— start of Data for processing —

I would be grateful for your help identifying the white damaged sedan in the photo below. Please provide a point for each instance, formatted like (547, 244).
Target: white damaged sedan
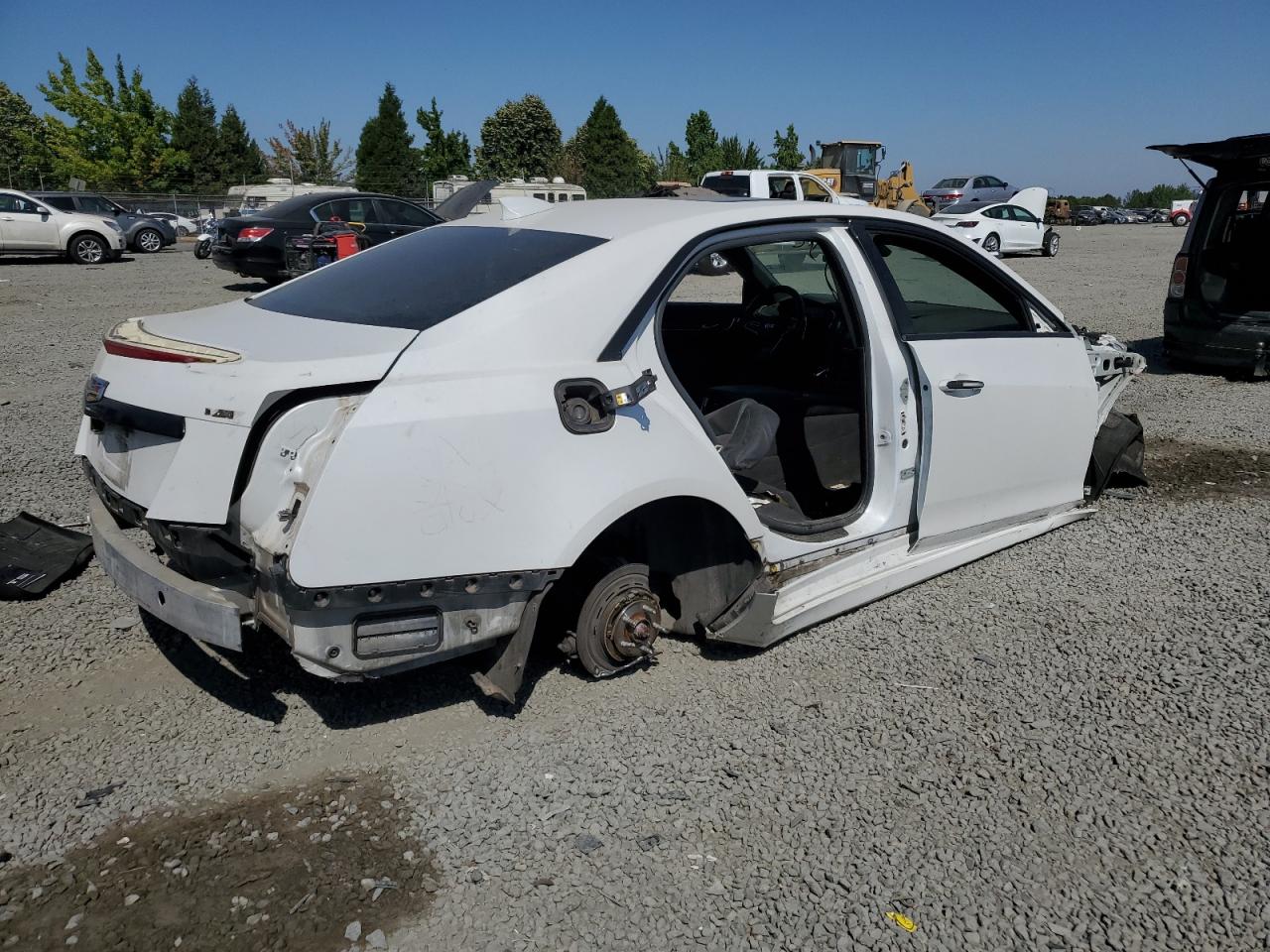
(1003, 227)
(548, 420)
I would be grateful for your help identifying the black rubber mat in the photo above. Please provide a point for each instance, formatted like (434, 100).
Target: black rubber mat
(37, 555)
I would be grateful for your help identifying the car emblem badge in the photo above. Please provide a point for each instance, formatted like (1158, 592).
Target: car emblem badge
(94, 390)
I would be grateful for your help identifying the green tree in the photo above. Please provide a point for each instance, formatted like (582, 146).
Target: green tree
(119, 132)
(445, 153)
(1159, 195)
(195, 136)
(239, 158)
(786, 154)
(603, 159)
(22, 141)
(309, 155)
(1107, 199)
(672, 166)
(730, 154)
(520, 140)
(702, 145)
(386, 158)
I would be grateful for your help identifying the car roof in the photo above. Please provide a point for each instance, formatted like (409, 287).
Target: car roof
(676, 218)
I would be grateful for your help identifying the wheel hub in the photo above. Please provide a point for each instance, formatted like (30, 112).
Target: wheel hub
(631, 626)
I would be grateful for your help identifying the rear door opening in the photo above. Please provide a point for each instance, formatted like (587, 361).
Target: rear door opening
(772, 356)
(1232, 252)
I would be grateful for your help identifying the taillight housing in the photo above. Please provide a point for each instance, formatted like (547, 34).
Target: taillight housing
(1178, 280)
(253, 234)
(131, 339)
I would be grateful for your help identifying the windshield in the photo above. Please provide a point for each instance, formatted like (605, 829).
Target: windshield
(737, 185)
(849, 159)
(421, 280)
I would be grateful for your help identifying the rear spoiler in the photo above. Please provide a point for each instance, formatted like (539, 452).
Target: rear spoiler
(460, 204)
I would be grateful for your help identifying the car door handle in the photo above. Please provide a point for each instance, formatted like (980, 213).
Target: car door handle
(961, 388)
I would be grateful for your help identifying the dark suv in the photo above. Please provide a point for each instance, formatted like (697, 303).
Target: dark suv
(1216, 309)
(140, 232)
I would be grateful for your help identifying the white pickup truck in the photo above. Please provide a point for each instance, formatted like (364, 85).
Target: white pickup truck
(774, 182)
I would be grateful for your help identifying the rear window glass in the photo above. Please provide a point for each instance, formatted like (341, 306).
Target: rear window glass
(421, 280)
(728, 184)
(962, 207)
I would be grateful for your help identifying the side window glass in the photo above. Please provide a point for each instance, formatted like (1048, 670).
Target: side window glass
(781, 186)
(361, 209)
(21, 206)
(945, 294)
(96, 206)
(813, 190)
(404, 213)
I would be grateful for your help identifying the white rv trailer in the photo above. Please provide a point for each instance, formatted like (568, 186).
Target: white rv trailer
(556, 190)
(271, 191)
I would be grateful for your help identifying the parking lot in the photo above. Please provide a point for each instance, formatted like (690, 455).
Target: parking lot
(1064, 746)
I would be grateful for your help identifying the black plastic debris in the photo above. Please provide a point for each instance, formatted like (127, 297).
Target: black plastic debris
(95, 796)
(37, 555)
(1119, 453)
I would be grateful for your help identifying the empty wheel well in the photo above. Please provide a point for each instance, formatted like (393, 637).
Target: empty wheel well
(698, 557)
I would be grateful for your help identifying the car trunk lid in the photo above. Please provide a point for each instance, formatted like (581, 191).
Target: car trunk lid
(1222, 154)
(168, 430)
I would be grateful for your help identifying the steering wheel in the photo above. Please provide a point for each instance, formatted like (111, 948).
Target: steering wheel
(775, 316)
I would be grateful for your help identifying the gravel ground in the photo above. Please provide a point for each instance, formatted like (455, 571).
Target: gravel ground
(1064, 746)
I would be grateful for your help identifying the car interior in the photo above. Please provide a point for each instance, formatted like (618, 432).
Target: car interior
(1236, 248)
(772, 356)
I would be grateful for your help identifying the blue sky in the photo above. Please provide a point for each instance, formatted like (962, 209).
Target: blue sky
(1064, 95)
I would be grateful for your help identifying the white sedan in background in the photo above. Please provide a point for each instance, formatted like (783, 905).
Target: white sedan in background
(1003, 227)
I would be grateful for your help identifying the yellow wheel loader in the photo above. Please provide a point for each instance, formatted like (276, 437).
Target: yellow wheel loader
(851, 167)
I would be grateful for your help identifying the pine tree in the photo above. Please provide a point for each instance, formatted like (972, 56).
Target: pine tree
(194, 135)
(520, 140)
(702, 143)
(672, 166)
(788, 154)
(445, 153)
(386, 159)
(239, 159)
(604, 160)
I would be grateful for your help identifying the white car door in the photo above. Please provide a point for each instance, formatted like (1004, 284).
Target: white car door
(1028, 229)
(1014, 232)
(1008, 413)
(23, 227)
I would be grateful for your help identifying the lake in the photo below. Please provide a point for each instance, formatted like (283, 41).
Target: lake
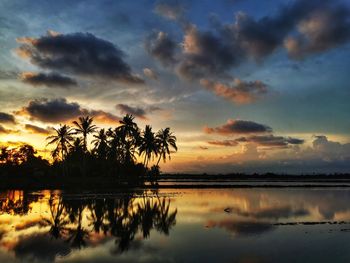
(177, 225)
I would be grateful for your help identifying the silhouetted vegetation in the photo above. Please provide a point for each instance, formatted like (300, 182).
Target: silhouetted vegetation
(112, 152)
(127, 218)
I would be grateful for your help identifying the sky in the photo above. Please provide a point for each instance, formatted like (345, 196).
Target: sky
(245, 85)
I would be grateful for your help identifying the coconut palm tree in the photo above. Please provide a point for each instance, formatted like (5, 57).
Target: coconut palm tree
(100, 144)
(165, 141)
(148, 145)
(62, 139)
(85, 127)
(129, 128)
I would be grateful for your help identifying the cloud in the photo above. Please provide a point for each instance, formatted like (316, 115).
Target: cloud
(170, 10)
(322, 30)
(322, 25)
(101, 116)
(7, 118)
(229, 143)
(55, 110)
(60, 110)
(271, 140)
(240, 92)
(330, 150)
(149, 73)
(205, 53)
(136, 111)
(48, 79)
(4, 130)
(78, 53)
(233, 127)
(160, 46)
(36, 129)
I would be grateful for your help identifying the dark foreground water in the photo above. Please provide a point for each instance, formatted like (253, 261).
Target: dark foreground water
(186, 225)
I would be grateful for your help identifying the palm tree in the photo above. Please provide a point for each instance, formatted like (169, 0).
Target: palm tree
(62, 139)
(129, 128)
(148, 145)
(85, 127)
(165, 140)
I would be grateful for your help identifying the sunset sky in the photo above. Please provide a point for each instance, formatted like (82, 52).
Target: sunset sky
(245, 85)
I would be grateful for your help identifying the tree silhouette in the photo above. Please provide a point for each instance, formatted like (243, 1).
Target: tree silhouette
(100, 144)
(62, 139)
(148, 145)
(165, 140)
(84, 127)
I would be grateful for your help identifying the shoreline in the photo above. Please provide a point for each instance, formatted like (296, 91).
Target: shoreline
(182, 181)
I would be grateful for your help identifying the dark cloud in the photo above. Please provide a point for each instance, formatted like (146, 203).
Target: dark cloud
(8, 74)
(206, 54)
(55, 110)
(232, 127)
(240, 92)
(78, 53)
(271, 140)
(101, 116)
(160, 46)
(150, 73)
(48, 79)
(60, 110)
(36, 129)
(7, 118)
(228, 143)
(321, 24)
(172, 10)
(136, 111)
(4, 130)
(322, 30)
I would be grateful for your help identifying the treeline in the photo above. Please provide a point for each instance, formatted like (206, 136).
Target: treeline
(112, 152)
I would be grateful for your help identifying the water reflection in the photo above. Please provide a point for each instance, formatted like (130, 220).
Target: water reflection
(75, 222)
(208, 225)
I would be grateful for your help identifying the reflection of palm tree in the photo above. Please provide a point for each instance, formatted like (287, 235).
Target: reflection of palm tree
(62, 139)
(84, 127)
(58, 221)
(148, 145)
(165, 220)
(97, 215)
(77, 234)
(148, 211)
(165, 140)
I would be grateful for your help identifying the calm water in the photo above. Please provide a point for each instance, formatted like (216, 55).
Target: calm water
(207, 225)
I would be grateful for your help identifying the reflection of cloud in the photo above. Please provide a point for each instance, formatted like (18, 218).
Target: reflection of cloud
(245, 228)
(40, 247)
(271, 212)
(4, 130)
(7, 118)
(49, 80)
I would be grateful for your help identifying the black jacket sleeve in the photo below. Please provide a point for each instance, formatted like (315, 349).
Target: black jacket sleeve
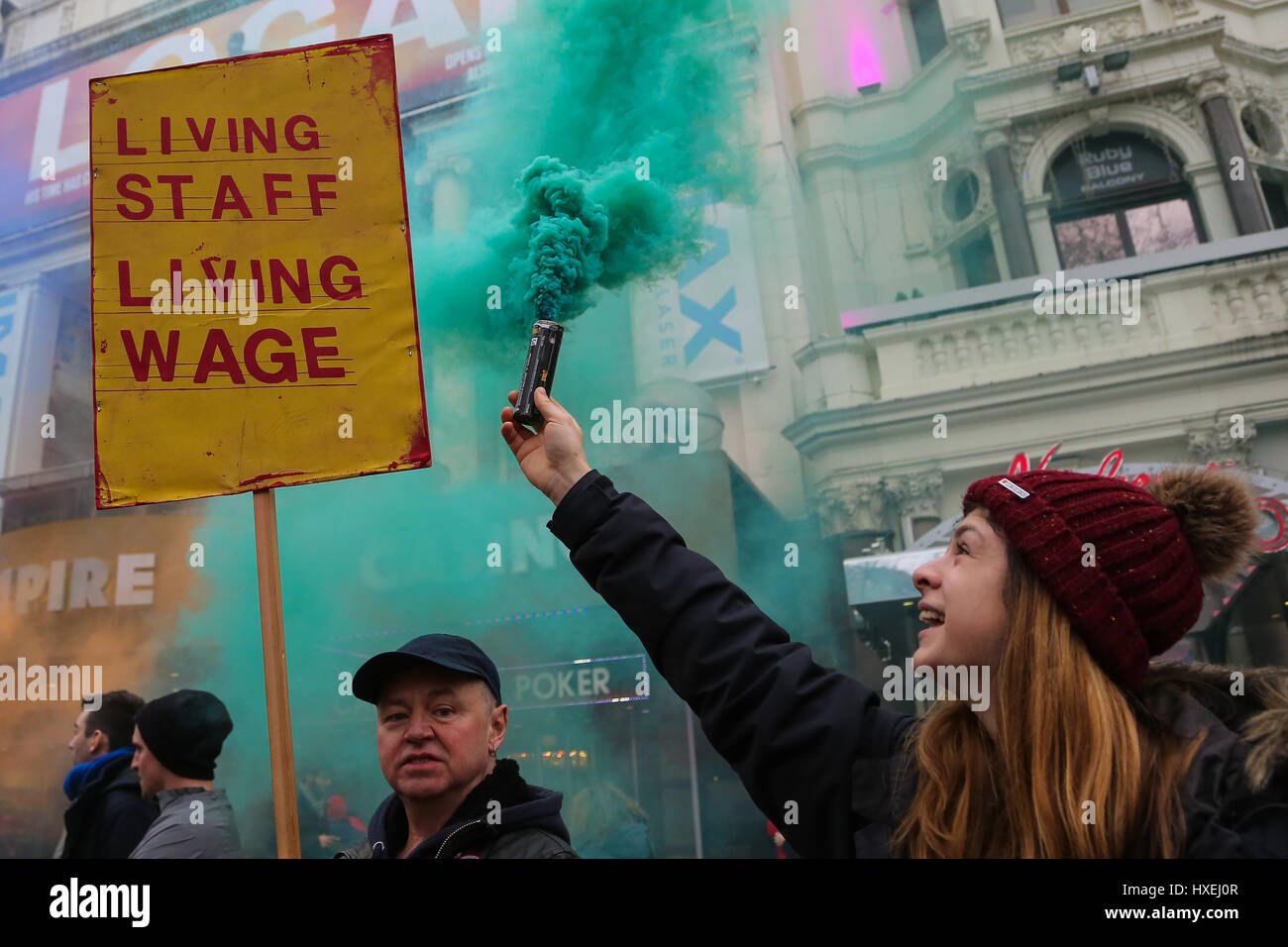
(791, 728)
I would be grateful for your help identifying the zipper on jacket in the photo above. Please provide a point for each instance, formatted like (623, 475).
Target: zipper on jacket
(439, 853)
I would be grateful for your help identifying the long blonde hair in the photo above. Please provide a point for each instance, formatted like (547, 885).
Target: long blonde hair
(1078, 770)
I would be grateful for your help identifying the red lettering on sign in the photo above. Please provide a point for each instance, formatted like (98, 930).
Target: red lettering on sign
(312, 352)
(141, 364)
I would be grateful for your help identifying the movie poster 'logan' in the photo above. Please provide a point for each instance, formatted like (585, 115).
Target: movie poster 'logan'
(254, 311)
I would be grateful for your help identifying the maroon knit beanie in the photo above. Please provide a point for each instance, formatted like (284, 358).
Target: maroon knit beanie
(1138, 586)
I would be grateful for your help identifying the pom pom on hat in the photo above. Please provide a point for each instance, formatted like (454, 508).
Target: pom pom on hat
(1218, 513)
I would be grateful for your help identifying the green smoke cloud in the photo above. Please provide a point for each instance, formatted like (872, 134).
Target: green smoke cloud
(561, 217)
(608, 119)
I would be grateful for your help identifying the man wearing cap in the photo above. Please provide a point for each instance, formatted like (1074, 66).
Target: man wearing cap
(176, 740)
(439, 723)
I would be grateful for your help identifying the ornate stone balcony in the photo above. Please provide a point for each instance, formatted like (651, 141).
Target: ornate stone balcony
(1005, 331)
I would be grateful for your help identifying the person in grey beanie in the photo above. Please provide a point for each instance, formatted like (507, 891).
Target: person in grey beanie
(176, 740)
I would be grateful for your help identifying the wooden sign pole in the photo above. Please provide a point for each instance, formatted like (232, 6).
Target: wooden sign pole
(279, 745)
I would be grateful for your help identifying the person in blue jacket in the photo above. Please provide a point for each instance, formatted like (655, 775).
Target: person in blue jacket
(1056, 590)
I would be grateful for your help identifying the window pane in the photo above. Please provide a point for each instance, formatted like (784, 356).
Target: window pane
(1024, 12)
(927, 26)
(1090, 240)
(1162, 227)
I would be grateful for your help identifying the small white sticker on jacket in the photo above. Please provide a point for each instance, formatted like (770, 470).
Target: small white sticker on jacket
(1019, 491)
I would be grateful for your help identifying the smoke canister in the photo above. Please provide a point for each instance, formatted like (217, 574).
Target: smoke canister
(539, 371)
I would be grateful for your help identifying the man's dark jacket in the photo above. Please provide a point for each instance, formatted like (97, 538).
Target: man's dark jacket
(526, 825)
(816, 744)
(108, 818)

— end of Data for processing —

• The problem
Quote exactly what appears from the line containing "I would be grateful for your help identifying the small" through the final line of the listing above, including both of those lines.

• Final result
I would be grateful for your help identifying the small white sticker on jacket in the photo above. Please provide a point for each instance, formatted like (770, 470).
Target: small white sticker on jacket
(1019, 491)
I would be grateful for your help identifying the smoke canister in the photo above. Please provide a point for each instance, formatted like (217, 574).
Target: smoke canister
(539, 371)
I would be grateful for your help identifying the man's dark jacket in the photo above. Please provide a point for each instance, formatted like (97, 538).
Target: man's dark jacket
(526, 825)
(816, 744)
(108, 818)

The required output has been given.